= Extracted text =
Requests to Purchase “Propaganda”

Q: My public library has received several requests to purchase books that are outside the scope of what we would typically collect. The request is for a subscription book series designed for the consumer (home) rather than library or school market. They are also written from overtly conservative perspectives around a number of common social and social justice issues, such as gender identity and Black Lives Matter. In other words, they’re propaganda. Several board members are aware of the request and pressuring me to purchase them and I am not sure what to do.

There’s a lot to consider in your question, but the bottom line is this: As with anything in your collection, the decision you make should be supported by your collection development policies and procedures. You will want to reference the selection criteria for adding materials to the collection, and also the patron request policy, in your decision-making. (Regarding the latter, Does your policy direct  the library to automatically purchase patron requests*, require there be a certain level of demand, and/or evaluate all requests according to its selection criteria?) We suggest you also review your gift policy, because while this particular situation began with a patron request, it could just as easily come up with a donation to the library.

We’ll address the concerns you bring up with the caveat that we don’t believe there is a right or wrong answer to your question about what to do, but rather various factors to consider in arriving at a decision, remembering, again, that as with any selection decision, you should be able to defend what you decide to do based on the criteria and guidelines outlined in your selection policies and procedures.

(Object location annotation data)
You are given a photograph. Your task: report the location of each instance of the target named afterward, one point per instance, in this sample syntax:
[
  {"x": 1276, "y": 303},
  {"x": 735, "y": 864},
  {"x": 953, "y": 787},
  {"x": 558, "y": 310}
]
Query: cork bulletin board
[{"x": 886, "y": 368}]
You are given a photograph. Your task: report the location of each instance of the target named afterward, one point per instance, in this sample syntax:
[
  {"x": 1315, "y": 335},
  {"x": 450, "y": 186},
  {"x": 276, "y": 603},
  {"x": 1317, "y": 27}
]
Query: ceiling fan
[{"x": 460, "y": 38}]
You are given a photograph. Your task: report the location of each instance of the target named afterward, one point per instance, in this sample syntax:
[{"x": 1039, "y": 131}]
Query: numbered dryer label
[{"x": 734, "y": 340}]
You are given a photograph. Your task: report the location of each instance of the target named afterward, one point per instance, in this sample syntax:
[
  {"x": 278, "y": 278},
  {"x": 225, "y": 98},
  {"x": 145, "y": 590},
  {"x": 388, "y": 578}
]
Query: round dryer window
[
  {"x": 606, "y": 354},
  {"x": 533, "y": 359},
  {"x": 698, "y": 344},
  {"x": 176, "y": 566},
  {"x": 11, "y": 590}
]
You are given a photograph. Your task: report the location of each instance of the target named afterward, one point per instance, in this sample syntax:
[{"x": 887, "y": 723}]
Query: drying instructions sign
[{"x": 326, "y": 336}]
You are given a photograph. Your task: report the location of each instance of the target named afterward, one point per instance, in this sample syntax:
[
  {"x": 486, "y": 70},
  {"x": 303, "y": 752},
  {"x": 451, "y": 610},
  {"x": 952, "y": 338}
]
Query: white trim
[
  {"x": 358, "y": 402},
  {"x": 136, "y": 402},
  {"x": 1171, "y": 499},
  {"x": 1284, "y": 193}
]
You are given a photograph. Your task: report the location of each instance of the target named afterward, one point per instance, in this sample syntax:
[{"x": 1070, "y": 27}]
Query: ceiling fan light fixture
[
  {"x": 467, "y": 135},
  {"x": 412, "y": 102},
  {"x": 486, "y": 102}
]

= Problem =
Besides the selection criteria and the patron request policy, which other policy does the library Q&A on purchase requests recommend reviewing?

= Solution below =
The gift policy.